WHAT THE TASK REQUIRES: Copy out all lines from the entries below in which "slope" occurs.

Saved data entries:
-- Opening Marker --

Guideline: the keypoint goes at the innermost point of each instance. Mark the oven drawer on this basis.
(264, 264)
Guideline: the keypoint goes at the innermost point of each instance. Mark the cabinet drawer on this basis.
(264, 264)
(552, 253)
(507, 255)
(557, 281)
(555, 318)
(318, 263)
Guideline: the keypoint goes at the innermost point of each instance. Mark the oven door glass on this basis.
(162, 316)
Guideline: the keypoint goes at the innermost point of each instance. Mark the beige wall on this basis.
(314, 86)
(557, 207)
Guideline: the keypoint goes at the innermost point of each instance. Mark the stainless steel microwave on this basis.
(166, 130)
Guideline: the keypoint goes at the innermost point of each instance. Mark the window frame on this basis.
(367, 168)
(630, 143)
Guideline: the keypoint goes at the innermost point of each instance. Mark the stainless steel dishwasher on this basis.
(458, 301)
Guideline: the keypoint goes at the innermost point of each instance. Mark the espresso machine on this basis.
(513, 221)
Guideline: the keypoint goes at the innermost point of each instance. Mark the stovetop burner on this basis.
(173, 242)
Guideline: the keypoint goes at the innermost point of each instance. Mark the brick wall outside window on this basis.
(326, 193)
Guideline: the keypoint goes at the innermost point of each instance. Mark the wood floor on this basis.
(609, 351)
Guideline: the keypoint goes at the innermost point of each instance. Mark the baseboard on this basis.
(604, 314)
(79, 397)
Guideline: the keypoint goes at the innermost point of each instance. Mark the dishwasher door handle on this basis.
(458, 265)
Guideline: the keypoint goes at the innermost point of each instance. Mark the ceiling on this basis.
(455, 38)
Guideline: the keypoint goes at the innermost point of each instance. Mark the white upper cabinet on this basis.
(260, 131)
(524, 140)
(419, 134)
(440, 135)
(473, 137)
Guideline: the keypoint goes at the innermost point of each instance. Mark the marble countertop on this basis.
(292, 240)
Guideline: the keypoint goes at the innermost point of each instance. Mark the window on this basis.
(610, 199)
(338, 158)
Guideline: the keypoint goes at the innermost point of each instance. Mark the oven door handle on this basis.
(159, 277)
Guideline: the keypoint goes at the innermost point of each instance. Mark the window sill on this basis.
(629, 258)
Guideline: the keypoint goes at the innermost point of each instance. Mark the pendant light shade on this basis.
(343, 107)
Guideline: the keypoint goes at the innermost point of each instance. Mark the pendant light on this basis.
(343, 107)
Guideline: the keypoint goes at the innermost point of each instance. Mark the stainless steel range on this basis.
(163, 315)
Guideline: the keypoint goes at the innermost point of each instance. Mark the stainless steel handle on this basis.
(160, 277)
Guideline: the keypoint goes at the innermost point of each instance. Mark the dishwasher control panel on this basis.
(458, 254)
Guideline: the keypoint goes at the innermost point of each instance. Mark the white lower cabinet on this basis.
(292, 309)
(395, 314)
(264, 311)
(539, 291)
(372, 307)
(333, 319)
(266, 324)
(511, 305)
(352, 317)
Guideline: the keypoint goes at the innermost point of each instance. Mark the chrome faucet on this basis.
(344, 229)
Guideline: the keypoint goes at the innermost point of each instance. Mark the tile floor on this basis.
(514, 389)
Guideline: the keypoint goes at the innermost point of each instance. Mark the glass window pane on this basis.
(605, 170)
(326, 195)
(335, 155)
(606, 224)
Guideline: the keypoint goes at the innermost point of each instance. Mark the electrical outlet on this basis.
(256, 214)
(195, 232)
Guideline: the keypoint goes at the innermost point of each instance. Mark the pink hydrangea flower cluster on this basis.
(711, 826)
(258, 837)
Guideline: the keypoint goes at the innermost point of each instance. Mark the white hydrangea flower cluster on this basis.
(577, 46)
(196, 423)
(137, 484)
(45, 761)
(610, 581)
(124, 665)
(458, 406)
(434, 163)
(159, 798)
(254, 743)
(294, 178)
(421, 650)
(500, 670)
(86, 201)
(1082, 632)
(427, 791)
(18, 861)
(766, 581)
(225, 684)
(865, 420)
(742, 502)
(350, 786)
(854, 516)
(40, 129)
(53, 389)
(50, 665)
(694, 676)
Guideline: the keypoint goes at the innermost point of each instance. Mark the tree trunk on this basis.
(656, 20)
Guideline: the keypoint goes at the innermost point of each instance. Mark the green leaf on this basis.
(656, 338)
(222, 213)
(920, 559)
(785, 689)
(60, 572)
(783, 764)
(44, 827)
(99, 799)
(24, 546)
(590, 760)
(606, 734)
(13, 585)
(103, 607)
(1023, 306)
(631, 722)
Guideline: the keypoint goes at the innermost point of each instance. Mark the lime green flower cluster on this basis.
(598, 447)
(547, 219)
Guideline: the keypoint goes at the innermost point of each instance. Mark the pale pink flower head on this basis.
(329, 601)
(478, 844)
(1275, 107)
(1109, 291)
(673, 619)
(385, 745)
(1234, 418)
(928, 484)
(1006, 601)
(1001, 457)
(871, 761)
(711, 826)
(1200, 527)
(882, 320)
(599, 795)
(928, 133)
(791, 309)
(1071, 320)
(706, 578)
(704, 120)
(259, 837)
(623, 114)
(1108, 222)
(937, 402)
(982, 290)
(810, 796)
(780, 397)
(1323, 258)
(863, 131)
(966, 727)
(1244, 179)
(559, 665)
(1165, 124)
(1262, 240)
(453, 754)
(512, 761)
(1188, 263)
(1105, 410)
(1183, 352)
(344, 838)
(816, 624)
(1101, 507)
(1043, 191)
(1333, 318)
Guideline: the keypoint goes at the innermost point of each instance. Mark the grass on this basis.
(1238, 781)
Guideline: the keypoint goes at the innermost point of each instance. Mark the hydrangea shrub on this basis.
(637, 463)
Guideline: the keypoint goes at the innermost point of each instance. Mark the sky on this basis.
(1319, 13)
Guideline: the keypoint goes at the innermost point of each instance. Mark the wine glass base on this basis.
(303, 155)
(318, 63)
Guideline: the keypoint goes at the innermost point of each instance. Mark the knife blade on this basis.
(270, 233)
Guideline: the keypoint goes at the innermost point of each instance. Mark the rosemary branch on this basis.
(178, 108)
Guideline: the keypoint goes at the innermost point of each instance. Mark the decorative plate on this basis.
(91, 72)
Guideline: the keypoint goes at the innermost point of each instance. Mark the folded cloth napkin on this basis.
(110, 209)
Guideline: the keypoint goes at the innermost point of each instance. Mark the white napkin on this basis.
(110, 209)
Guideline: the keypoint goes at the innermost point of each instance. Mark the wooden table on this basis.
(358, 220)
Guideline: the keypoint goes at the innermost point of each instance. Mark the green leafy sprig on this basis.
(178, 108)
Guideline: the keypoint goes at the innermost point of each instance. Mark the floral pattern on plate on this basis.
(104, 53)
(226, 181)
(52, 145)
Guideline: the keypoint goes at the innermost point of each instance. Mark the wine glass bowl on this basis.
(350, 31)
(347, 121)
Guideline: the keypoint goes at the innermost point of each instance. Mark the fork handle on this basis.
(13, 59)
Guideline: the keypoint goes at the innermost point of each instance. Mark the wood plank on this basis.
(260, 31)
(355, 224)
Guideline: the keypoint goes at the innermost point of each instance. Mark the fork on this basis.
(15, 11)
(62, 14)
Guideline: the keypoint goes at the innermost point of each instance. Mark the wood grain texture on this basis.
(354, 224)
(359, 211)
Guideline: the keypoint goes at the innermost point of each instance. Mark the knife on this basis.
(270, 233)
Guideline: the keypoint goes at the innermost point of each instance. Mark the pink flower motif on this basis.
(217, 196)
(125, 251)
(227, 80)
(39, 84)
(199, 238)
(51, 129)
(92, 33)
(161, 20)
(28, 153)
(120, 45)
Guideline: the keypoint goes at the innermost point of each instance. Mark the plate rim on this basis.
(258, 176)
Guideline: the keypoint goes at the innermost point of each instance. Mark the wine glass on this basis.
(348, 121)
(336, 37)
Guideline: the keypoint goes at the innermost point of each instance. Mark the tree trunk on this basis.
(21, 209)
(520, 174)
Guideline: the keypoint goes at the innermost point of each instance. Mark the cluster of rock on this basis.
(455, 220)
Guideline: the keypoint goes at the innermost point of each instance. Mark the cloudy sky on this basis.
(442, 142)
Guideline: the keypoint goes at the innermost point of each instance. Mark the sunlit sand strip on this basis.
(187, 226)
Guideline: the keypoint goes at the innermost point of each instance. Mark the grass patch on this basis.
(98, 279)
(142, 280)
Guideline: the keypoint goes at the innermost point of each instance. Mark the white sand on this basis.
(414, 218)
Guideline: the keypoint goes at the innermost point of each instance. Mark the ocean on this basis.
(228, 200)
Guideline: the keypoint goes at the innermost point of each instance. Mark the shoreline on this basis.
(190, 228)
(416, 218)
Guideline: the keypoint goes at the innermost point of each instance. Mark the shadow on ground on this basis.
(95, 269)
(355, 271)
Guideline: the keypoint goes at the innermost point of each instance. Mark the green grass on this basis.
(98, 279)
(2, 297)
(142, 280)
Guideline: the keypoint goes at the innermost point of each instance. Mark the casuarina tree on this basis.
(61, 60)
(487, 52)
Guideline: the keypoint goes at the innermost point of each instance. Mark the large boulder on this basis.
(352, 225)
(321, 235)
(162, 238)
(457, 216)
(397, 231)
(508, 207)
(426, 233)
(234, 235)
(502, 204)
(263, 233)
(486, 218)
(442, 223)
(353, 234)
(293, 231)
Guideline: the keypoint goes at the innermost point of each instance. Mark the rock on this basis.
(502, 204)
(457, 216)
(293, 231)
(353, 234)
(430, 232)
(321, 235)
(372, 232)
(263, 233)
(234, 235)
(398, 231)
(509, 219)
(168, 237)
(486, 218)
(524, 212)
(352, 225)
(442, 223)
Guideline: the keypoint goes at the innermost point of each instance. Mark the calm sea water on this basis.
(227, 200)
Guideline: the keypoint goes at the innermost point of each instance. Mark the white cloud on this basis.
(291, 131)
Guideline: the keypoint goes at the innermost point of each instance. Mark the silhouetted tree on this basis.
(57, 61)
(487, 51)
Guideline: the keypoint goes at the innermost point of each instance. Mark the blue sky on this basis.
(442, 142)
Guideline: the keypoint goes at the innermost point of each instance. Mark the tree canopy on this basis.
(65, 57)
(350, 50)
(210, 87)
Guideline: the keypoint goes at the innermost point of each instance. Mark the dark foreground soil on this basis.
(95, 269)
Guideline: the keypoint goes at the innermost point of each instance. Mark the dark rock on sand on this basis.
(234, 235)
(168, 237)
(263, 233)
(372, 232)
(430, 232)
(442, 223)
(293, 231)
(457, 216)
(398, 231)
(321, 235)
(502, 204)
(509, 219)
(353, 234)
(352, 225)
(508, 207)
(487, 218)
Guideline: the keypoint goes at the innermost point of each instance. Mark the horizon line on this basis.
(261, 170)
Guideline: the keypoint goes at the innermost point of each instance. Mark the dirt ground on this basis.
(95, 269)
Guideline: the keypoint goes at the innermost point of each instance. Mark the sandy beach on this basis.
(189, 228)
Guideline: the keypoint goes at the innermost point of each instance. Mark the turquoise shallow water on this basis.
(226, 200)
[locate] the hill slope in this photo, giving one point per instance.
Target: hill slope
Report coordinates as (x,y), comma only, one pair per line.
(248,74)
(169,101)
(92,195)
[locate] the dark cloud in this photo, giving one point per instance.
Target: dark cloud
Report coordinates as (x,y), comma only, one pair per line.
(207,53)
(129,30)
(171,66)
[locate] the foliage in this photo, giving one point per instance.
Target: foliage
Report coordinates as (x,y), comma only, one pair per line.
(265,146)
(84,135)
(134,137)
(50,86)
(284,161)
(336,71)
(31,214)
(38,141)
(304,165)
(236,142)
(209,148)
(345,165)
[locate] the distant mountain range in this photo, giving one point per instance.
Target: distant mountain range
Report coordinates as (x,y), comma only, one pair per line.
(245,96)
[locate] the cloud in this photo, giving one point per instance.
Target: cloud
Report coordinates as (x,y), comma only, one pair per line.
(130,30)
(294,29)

-- Closing Marker --

COMPLETED EXERCISE:
[locate] the hill slope in this photo, giving one point per instance.
Target: hill slope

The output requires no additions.